### Record extracts ###
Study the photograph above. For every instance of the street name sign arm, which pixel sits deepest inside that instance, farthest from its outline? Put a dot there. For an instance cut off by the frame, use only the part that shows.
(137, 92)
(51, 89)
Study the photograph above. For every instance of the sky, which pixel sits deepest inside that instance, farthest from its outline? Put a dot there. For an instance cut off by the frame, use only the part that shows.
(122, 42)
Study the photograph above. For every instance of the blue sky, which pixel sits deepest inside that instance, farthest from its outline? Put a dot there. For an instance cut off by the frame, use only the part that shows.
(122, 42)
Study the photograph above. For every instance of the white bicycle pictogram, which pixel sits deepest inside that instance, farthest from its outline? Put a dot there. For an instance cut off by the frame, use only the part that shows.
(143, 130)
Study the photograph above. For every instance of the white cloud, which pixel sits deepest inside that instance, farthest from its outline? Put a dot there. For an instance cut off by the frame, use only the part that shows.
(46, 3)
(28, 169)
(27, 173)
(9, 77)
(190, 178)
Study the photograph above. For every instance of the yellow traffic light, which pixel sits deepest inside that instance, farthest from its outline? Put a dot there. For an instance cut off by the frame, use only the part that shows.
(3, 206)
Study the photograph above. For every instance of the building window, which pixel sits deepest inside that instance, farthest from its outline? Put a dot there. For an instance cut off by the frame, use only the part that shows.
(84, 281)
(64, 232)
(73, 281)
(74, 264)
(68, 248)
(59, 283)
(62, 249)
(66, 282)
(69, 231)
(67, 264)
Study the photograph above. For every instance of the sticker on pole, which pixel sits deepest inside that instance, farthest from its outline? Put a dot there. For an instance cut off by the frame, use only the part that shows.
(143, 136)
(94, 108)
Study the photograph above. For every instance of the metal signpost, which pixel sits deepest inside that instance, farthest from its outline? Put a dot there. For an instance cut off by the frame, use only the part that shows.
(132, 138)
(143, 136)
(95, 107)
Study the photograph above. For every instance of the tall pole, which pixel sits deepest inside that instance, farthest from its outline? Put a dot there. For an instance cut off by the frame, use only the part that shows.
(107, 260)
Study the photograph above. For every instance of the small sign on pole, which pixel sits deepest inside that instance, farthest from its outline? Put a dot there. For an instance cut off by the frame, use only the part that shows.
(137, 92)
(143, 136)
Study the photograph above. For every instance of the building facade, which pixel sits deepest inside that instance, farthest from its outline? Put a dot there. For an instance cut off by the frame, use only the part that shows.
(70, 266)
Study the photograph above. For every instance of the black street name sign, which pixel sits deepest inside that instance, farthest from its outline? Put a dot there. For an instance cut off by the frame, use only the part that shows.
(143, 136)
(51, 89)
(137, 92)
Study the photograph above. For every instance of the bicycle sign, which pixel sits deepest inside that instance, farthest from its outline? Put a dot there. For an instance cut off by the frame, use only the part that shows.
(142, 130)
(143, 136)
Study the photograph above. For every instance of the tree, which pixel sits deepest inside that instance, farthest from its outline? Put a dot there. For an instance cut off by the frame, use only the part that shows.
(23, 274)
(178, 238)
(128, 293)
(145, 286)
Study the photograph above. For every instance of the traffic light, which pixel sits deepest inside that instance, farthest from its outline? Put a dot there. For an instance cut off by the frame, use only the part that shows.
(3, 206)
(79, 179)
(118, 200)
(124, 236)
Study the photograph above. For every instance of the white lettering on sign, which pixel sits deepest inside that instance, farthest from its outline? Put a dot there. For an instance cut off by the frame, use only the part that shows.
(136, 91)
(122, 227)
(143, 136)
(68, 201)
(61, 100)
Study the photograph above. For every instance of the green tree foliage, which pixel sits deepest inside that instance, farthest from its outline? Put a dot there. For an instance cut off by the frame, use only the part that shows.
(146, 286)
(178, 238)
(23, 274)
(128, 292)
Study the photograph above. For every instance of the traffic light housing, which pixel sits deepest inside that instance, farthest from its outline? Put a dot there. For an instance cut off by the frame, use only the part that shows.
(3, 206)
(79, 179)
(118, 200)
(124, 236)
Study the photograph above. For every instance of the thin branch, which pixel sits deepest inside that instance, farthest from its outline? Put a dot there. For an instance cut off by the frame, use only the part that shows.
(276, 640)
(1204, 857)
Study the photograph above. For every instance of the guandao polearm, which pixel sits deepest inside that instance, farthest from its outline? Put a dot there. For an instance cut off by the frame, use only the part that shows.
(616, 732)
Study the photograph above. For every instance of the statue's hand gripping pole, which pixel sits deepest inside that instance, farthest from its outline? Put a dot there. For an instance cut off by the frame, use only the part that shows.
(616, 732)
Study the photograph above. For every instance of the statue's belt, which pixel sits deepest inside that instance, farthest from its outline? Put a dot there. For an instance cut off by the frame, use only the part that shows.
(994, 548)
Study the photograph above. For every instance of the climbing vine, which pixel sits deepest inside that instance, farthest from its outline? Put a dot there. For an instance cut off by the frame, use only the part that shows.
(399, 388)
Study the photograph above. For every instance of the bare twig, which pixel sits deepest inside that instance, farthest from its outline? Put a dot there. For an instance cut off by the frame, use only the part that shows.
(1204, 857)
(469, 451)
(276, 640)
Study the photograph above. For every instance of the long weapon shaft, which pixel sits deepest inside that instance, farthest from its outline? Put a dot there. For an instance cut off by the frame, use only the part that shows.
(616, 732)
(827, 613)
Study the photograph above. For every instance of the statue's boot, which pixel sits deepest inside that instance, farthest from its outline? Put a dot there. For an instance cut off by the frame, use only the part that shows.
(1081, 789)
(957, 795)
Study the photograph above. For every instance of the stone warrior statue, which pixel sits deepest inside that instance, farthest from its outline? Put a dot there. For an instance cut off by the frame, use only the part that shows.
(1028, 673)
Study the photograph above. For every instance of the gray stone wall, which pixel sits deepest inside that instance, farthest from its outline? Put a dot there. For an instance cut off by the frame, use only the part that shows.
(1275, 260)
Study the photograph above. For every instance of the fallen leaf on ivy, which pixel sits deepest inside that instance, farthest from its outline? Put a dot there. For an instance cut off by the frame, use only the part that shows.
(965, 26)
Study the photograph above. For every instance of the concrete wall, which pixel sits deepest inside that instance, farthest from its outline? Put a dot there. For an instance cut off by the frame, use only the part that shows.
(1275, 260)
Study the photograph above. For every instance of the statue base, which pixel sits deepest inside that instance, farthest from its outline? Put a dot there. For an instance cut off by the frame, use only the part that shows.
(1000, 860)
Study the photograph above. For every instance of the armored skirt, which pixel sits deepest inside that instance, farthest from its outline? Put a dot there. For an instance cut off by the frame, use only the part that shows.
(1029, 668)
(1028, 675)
###
Print all of the entries exactly as they appear.

_Response for this exercise_:
Study the photograph above. For every instance of the street name sign arm, which pixel sits deepest inside that instance, farthest from its outline? Put a dot there. For an instance cut off by the frame, use only the part that shows.
(137, 92)
(51, 89)
Study the photograph above. For every instance of the sky, which pixel sits deepest inside that instance, farthest from its outline? Put a dot there. For an instance cut off by the frame, use only the part that shows.
(122, 42)
Study the photograph above. For every instance of the blue sky, which pixel sits deepest inside that instance, farthest from its outline? Put a dot there. For an instance cut off by the frame, use only the part that shows.
(122, 42)
Study the photograph above. For every instance of the white bicycle pictogram, which pixel sits deepest inside that instance, farthest from its outline? Put a dot there. For an instance cut off by the frame, use only the part that shows.
(143, 130)
Study the photograph above. For every instance of the white cloud, which pixel sits deepest inside that instance, farthest from its outline? Put a dot there. For an instance cut off by the frame, use only the part that shows.
(46, 3)
(28, 169)
(27, 173)
(9, 77)
(190, 178)
Study the photograph above. For every instance of the yellow traffic light, which pixel sits deepest inside that instance, farthest from its outline? Put a dot there. For an instance cut off by the frame, use only the part that shows.
(3, 206)
Study the photograph above. For every instance of the building window, which pixel sits deepest inside that instance, farthest from its outline? Put a dot there. For an instance cut off by the frame, use only the part that shows.
(84, 281)
(64, 232)
(73, 281)
(74, 264)
(68, 248)
(59, 283)
(62, 249)
(66, 282)
(69, 231)
(67, 264)
Study the photograph above. For every instance of the sticker on pole, which pixel sits deepest inside that instance, farthest from its outline? Put a dot there. For an instance cut off by the frame, use only the part that shows.
(143, 136)
(94, 108)
Study the photograph above. For every instance of the metal signpost, which pixel sits deepest inside that instance, farthest from its outline? Put a dot there. For an instance cut off by the frame, use only the part that shows.
(132, 138)
(143, 136)
(95, 107)
Study the photograph above. For every instance of the tall pole, which pixel sits deepest inside that instance, farthest from its outline? Put a dot there. For an instance cut off by the frame, use only the part that shows.
(107, 260)
Study the photograph above. For every instance of the small sign on pole, which pixel sits deepest inside that instance, farthest from its outline? Put a dot there. For an instance cut off by the frame, use only the part that shows.
(137, 92)
(143, 136)
Study the photograph above. For every instance of the building facade, which pixel sits deepest inside that instance, farthest from its outline? Put a dot there. For an instance cut off by the frame, use only the part that shows.
(70, 266)
Study the photograph above. For every instance of the black street name sign, which pixel sits deepest inside that instance, farthest from its outline? Put a dot there. For an instance cut off by the frame, use only the part that shows.
(143, 136)
(51, 89)
(137, 92)
Study the photograph above. For every instance of the bicycle sign, which pixel sits deepest inside that instance, farthest from its outline? Put a dot there. For an instance cut off by the frame, use only the part that shows.
(142, 130)
(143, 136)
Study the photograph above. For every instance of the tree, which pixel sits deepest inside that instance, farthest from its outline? Put a dot there. For an instance cut off by the frame, use only the part that shows.
(23, 274)
(178, 238)
(128, 293)
(145, 286)
Study the photograph above. For every instance of the traffic light, which pixel sits deepest inside that instance, farthest from its outline? Put a dot there. For an instance cut off by the frame, use only the part that shows.
(3, 206)
(79, 179)
(118, 200)
(124, 236)
Study the photograph above. For every instance of the white lettering on sign, which pixel sits deepest inside that instance, farthest from its outline? Put a dot there. For an instance cut off by the frame, use only the part that shows.
(136, 91)
(122, 227)
(143, 136)
(68, 201)
(61, 100)
Study the photograph above. For every instance of the green tree foliage, which pixel sits deepest inside that instance, farthest from its outline? Put a dot there. For an instance cut off by the frame, use only the part that shows.
(146, 286)
(178, 238)
(23, 274)
(128, 292)
Study the photograph above. For every instance of the traffic light housing, which pixel sits deepest inside that instance, farthest from its outline? Put a dot there. For an instance cut off by the frame, use only the part that shows.
(3, 206)
(79, 179)
(118, 200)
(124, 236)
Study the photograph above. For every instance of the thin branch, which pixel sits deepest inside that instance, farthest from its outline? Put a dot there. For an instance cut off by the frame, use only the part that shows.
(276, 640)
(1204, 857)
Study the photograph above. For every instance of the guandao polearm, which pixel sits deepest inside that instance, farthest from its outline? Put a dot there. For an instance cut off by the frame, use only the part that shows.
(616, 732)
Study the photograph above. For every instance of the statue's hand gripping pole, which pixel sits deepest inside that instance, farthest from its outline? Put a dot there. For an instance cut off by the frame, use only the part that shows.
(616, 732)
Study the photograph above. For every instance of the statue's belt, which pixel sits deepest inside that instance, farthest from its outline? Put a dot there. For an instance cut off by the frame, use only the part that shows.
(994, 548)
Study the photograph above. For every instance of the climbing vine, which pixel sits deepest inside that instance, farthest from its outline? Put a dot there. For an instance cut off by the frame, use only the part that shows.
(399, 388)
Study the photograph above. For every instance of the bare twig, which pixel sits deepest inside that instance, farthest from its outline? Put a dot there. For an instance cut off by the frame, use only the part that shows.
(1204, 857)
(469, 451)
(276, 640)
Study the photograph above. For every instance of the long weapon shaft, which pixel sits deepest inside that instance, farthest from its outline? Put a dot there. For an instance cut off by the frame, use only the part that shows.
(616, 732)
(827, 613)
Study the photograph above. For every instance of the statue's boot, which pixel sits deepest inside that instance, farthest from its outline? Put a dot there. For an instance cut off by the frame, use only the part that shows.
(1081, 789)
(957, 795)
Study the photograph above. For every instance of the stone warrior statue, which pixel sits deepest inside that instance, farthest from its outline? Put a dot there. For an instance cut off by the frame, use only the part that shows.
(1028, 673)
Study the photograph above. For every instance of the gray stone wall, which pixel sits deepest inside that instance, farthest from its outline? Put a dot there. For an instance cut off by the frame, use only the part that shows.
(1275, 260)
Study the photograph above. For every instance of the fallen leaf on ivy, which pixel sits deepest inside that instance, farthest from its outline? Put a dot there. For an instance cut off by the frame, use only the part that shows.
(965, 26)
Study the photograph above. For every instance of the concrete wall, which pixel sits deepest inside that instance, farthest from its outline? Put a dot there. For an instance cut off by the frame, use only the part that shows.
(1275, 260)
Study the photograph above. For every instance of the statue base, which pixel sits deepest inside that instance, farthest from its outline? Put a dot there. For an instance cut off by the frame, use only the part that shows.
(1000, 860)
Study the photograph above. For every instance of the armored skirt, which pixel sits deepest inside that instance, farthest from its outline? Put a dot there. For an instance cut off by the frame, use only the part that shows.
(1029, 668)
(1028, 675)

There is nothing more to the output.